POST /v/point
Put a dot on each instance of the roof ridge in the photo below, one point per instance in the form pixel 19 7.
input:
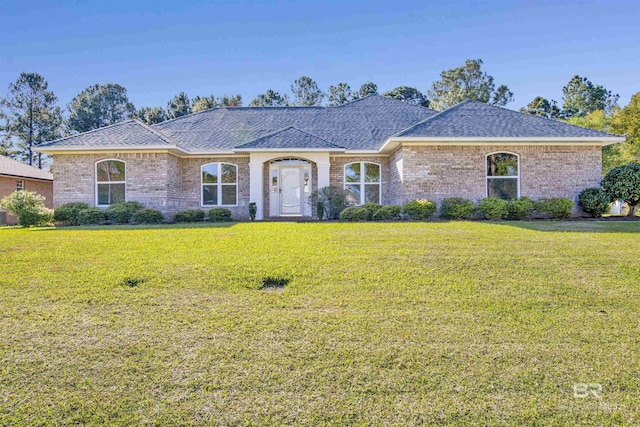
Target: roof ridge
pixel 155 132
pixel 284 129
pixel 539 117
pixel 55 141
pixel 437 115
++++
SET TASK :: Write out the records above again, swapping "roof ridge" for "ridgeline" wherever it appears and keeping everything else the same. Don't include the pictures.

CORRECT RESULT ::
POST /v/point
Put a dot on each instance of the ridgeline in the photo below, one point per instance in the form pixel 19 7.
input:
Target: ridgeline
pixel 155 132
pixel 284 129
pixel 539 117
pixel 55 141
pixel 437 115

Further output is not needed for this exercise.